Rows of bounding box annotation data:
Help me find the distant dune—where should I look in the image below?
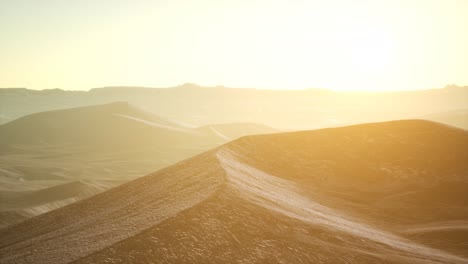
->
[0,102,275,227]
[421,109,468,130]
[0,120,468,263]
[0,84,468,130]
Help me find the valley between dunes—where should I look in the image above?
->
[0,120,468,263]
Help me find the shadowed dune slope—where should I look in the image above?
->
[0,120,468,263]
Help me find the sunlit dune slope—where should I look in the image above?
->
[0,120,468,263]
[0,102,274,227]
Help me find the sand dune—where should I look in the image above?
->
[0,84,468,130]
[0,102,274,227]
[0,120,468,263]
[421,108,468,130]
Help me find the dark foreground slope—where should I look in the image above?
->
[0,102,274,227]
[0,120,468,263]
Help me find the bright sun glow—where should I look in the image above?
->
[0,0,468,91]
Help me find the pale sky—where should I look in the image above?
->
[0,0,468,91]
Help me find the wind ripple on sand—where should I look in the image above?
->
[216,149,468,263]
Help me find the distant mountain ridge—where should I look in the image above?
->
[0,84,468,130]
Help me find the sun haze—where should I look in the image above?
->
[0,0,468,91]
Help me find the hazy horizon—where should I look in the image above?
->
[0,82,468,93]
[0,0,468,91]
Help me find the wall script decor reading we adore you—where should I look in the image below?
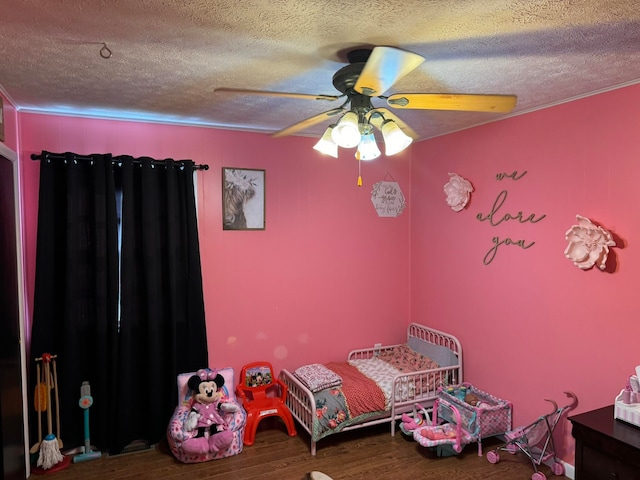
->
[476,170,547,265]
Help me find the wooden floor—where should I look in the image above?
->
[38,418,558,480]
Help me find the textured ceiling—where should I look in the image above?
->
[0,0,640,139]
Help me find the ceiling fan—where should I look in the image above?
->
[214,46,516,160]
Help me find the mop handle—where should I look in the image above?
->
[79,382,93,453]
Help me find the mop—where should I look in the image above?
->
[36,353,64,470]
[73,382,102,463]
[29,360,47,453]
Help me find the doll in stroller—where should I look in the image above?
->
[487,392,578,480]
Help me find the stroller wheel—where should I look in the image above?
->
[551,462,564,475]
[487,450,500,463]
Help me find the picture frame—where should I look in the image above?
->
[222,167,266,230]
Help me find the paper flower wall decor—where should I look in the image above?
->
[444,173,473,212]
[564,215,616,270]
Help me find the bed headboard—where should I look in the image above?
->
[407,323,462,367]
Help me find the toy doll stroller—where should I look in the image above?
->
[487,392,578,480]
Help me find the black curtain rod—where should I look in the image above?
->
[31,153,209,170]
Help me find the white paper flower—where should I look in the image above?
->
[444,173,473,212]
[564,215,616,270]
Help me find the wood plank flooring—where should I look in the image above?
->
[37,418,558,480]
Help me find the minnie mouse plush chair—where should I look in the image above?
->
[167,368,247,463]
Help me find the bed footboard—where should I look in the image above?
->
[279,323,463,455]
[280,369,316,455]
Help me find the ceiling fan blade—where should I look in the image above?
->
[387,93,517,113]
[271,108,347,138]
[213,87,340,101]
[369,108,418,140]
[353,47,424,97]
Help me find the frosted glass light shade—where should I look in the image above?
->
[380,120,413,157]
[313,125,338,158]
[331,112,360,148]
[356,133,381,160]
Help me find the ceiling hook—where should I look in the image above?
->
[100,43,111,58]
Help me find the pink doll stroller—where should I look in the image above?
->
[487,392,578,480]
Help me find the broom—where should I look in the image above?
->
[29,359,47,453]
[37,353,64,470]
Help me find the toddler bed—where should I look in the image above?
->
[280,323,462,455]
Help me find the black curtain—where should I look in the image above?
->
[29,154,118,446]
[31,152,208,454]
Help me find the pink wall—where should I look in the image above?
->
[411,85,640,460]
[19,86,640,468]
[20,114,410,376]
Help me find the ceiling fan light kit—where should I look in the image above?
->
[313,124,338,158]
[331,112,361,148]
[380,120,413,157]
[356,131,381,160]
[214,46,516,160]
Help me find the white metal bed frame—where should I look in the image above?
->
[280,323,463,455]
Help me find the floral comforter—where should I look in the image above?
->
[306,345,439,438]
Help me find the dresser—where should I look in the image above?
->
[569,405,640,480]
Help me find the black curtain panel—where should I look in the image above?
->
[29,154,118,446]
[30,152,208,454]
[110,157,208,454]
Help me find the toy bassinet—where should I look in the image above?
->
[413,383,512,456]
[167,368,247,463]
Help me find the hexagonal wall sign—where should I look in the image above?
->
[371,180,407,217]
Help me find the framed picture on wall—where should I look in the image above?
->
[222,167,265,230]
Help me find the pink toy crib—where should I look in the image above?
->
[413,383,512,456]
[167,368,247,463]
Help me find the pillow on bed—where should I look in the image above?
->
[378,345,440,373]
[293,363,342,393]
[407,337,458,367]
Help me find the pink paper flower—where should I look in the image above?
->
[564,215,616,270]
[444,173,473,212]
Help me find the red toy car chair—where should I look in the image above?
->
[236,362,297,445]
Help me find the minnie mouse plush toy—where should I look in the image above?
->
[183,369,238,454]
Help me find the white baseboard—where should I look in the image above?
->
[544,459,576,480]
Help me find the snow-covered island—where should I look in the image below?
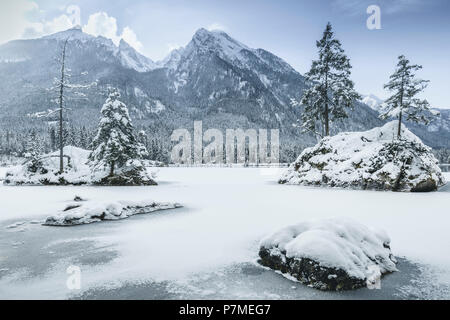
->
[259,218,397,291]
[44,197,181,226]
[3,146,156,186]
[279,121,445,192]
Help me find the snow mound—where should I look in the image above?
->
[3,146,156,185]
[4,146,91,185]
[279,121,445,192]
[259,218,397,290]
[44,200,181,226]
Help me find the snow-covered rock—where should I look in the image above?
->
[44,200,181,226]
[259,218,397,290]
[3,146,156,185]
[279,121,445,192]
[4,146,91,185]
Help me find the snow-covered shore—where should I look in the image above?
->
[0,168,450,298]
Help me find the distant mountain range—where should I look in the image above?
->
[0,28,450,161]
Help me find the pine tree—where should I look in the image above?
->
[78,126,89,149]
[138,130,149,159]
[26,130,43,173]
[89,90,140,177]
[49,127,57,151]
[301,23,360,136]
[380,55,432,138]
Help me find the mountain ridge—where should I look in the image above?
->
[0,29,448,161]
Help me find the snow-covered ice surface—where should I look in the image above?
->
[0,168,450,299]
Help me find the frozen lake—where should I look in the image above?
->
[0,168,450,299]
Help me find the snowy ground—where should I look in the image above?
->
[0,168,450,299]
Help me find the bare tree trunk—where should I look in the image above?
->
[397,77,405,139]
[59,39,69,173]
[109,161,115,177]
[325,63,330,137]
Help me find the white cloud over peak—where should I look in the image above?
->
[83,12,143,52]
[0,0,143,52]
[206,22,228,31]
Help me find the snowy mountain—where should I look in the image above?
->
[0,28,450,161]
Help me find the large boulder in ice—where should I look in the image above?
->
[44,197,181,226]
[279,121,445,192]
[3,146,157,186]
[259,219,397,291]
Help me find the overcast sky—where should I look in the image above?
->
[0,0,450,108]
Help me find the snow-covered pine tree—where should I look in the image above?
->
[138,130,149,159]
[89,89,156,185]
[294,23,360,136]
[380,55,434,138]
[26,130,43,173]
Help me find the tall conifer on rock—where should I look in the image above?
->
[89,89,155,184]
[380,55,434,138]
[300,23,360,136]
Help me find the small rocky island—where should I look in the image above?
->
[44,196,182,226]
[258,218,397,291]
[279,121,445,192]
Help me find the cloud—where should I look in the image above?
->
[83,12,120,44]
[83,12,143,52]
[332,0,429,15]
[0,0,39,43]
[21,5,81,38]
[122,27,144,53]
[0,0,144,52]
[206,22,228,31]
[167,43,182,53]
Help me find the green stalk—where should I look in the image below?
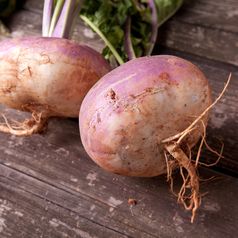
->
[80,15,124,65]
[48,0,64,36]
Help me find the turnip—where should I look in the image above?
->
[0,1,110,135]
[79,55,230,221]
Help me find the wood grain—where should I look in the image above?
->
[0,132,238,238]
[0,0,238,238]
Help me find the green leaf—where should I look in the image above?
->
[80,0,183,64]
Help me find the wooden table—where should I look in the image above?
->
[0,0,238,238]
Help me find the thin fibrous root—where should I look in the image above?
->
[162,73,231,144]
[162,74,231,223]
[0,112,47,136]
[165,143,201,223]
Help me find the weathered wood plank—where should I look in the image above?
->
[156,47,238,176]
[0,149,238,238]
[177,0,238,33]
[158,19,238,66]
[0,165,127,238]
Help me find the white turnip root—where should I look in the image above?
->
[79,55,211,221]
[0,37,110,135]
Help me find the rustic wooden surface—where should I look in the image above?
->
[0,0,238,238]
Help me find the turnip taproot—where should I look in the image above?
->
[79,55,211,222]
[0,37,110,135]
[0,0,111,135]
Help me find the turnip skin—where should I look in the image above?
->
[0,37,110,117]
[79,55,211,177]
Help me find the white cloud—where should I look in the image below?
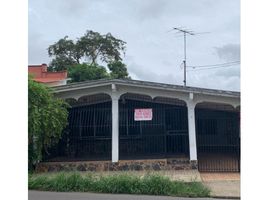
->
[29,0,240,90]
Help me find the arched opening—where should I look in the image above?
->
[46,94,112,161]
[119,93,189,159]
[195,102,240,171]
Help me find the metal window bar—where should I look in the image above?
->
[196,108,240,172]
[44,101,112,161]
[119,99,189,159]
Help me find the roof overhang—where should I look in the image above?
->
[53,79,240,98]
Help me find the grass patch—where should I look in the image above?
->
[28,172,210,197]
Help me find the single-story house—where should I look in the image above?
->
[40,79,240,171]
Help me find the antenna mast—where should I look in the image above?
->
[173,28,195,86]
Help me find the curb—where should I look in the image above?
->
[210,195,241,199]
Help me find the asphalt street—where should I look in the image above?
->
[28,191,237,200]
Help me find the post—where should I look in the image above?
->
[112,85,119,162]
[187,93,197,168]
[183,32,186,86]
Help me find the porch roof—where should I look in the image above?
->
[53,79,240,98]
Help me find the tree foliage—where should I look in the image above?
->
[28,79,68,169]
[108,61,130,79]
[48,30,126,71]
[68,64,110,82]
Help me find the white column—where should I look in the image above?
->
[187,93,197,161]
[112,93,119,162]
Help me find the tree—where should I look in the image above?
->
[108,61,130,79]
[68,64,109,82]
[48,31,126,71]
[28,78,68,169]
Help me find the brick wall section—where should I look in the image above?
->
[36,159,197,172]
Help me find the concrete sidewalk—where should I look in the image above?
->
[28,190,237,200]
[200,173,240,199]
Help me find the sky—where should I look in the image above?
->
[28,0,240,91]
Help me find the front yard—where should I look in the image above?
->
[28,172,210,197]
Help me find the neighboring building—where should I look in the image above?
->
[38,79,240,171]
[28,64,69,86]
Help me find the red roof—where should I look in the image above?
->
[28,64,67,83]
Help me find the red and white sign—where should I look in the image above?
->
[134,108,153,121]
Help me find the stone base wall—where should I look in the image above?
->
[36,158,197,172]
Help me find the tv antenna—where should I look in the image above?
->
[172,27,209,86]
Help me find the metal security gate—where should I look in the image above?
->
[45,101,112,161]
[196,108,240,172]
[119,97,189,159]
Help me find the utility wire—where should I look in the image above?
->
[187,61,240,68]
[187,64,239,72]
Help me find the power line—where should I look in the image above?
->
[187,65,239,72]
[187,60,240,68]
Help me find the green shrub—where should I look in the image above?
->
[28,173,210,197]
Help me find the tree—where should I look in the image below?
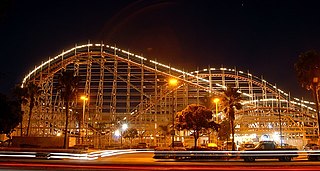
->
[123,128,138,148]
[176,104,219,149]
[222,87,242,151]
[58,71,80,148]
[159,125,172,146]
[16,82,42,136]
[294,50,320,137]
[0,94,22,138]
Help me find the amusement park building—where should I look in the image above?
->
[16,43,318,148]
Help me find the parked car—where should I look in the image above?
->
[238,143,255,151]
[137,142,147,149]
[222,141,237,151]
[303,143,319,150]
[240,141,298,162]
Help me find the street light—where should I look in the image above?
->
[213,98,220,122]
[312,76,320,144]
[120,123,128,148]
[79,96,89,144]
[169,78,178,148]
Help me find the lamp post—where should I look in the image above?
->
[213,98,220,122]
[169,78,178,148]
[120,123,128,148]
[213,98,220,144]
[312,77,320,144]
[79,96,89,144]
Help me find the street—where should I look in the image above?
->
[0,151,320,171]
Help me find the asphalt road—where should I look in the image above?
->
[0,152,320,171]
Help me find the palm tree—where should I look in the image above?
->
[123,128,138,148]
[15,82,42,136]
[222,87,242,151]
[58,71,80,148]
[176,104,220,150]
[294,50,320,137]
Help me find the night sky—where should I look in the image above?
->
[0,0,320,100]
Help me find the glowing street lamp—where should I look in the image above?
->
[213,98,220,122]
[80,96,89,143]
[120,123,128,148]
[169,78,178,148]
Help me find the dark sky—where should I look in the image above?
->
[0,0,320,98]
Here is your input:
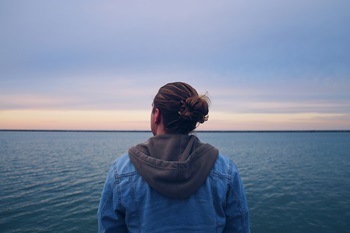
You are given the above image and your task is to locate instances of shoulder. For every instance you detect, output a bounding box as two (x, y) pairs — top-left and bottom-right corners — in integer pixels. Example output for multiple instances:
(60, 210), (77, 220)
(214, 153), (237, 173)
(110, 154), (136, 177)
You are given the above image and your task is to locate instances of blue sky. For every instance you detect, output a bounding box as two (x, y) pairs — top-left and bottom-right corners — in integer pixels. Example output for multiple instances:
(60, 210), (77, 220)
(0, 0), (350, 130)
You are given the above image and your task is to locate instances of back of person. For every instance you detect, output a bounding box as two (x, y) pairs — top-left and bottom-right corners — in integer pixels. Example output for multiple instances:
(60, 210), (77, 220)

→ **Exercise instructions**
Report every line of the material above that contains the string "curtain", copying each such line in full.

→ **Result**
Help me find the black curtain rod—where should I look in the image above?
Help me find the black curtain—where should I look in the image above?
Help me find the black curtain panel—where should I look in the image above?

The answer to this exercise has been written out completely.